EXERCISE MATERIAL:
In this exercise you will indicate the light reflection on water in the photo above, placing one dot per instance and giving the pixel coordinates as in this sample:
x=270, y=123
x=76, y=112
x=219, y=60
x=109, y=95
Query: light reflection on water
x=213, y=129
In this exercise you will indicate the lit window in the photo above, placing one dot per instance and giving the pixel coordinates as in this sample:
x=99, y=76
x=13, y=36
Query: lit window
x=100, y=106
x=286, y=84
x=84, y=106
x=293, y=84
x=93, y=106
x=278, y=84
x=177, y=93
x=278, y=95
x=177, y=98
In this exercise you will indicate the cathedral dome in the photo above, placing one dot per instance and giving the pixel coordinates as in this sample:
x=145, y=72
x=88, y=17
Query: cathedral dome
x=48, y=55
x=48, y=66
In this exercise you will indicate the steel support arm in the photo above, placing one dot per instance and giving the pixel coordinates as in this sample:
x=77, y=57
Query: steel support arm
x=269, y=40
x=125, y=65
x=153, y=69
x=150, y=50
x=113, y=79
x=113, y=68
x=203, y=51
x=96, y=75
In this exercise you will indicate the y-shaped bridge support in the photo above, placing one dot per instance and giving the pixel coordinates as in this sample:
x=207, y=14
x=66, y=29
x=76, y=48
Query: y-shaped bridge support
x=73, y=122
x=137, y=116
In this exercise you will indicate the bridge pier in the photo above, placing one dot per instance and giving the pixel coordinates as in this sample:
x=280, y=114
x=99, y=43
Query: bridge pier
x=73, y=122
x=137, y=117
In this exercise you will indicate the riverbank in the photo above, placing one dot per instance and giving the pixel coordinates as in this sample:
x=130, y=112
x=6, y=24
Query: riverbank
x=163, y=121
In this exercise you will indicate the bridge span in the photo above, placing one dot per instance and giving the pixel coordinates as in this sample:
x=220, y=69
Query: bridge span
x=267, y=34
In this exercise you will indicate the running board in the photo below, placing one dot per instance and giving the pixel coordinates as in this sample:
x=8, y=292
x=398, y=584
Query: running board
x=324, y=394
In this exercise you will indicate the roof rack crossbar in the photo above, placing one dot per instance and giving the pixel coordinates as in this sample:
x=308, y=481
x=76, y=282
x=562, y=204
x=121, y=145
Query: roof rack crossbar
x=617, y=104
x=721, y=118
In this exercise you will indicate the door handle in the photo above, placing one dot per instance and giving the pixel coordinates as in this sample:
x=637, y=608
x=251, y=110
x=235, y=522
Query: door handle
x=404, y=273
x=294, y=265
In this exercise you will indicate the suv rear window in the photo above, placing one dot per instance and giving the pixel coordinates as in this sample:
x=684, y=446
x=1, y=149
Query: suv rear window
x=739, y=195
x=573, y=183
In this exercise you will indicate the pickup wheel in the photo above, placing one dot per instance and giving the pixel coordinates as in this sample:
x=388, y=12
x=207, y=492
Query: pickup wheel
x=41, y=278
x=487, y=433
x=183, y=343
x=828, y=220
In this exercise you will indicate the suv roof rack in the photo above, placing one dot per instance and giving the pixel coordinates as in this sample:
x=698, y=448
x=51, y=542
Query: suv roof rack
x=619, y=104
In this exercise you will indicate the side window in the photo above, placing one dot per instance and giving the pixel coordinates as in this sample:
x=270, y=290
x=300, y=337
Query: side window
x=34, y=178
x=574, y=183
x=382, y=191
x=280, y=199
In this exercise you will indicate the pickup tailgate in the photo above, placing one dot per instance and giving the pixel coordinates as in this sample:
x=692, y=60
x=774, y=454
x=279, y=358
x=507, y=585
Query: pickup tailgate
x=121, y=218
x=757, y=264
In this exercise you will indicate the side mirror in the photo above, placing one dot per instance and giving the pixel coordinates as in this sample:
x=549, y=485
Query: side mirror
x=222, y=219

EXERCISE PROMPT:
Write out the items above as a numbered list, from the line containing "In this exercise you will indicate the side mirror" through the last line of the items, both ends included and blank lines omitted.

EXERCISE OUTPUT:
1. In this exercise you will indicate the side mirror in the photo above, placing one dot per instance and giving the pixel coordinates as in this sample:
2. x=549, y=485
3. Query: side mirror
4. x=222, y=219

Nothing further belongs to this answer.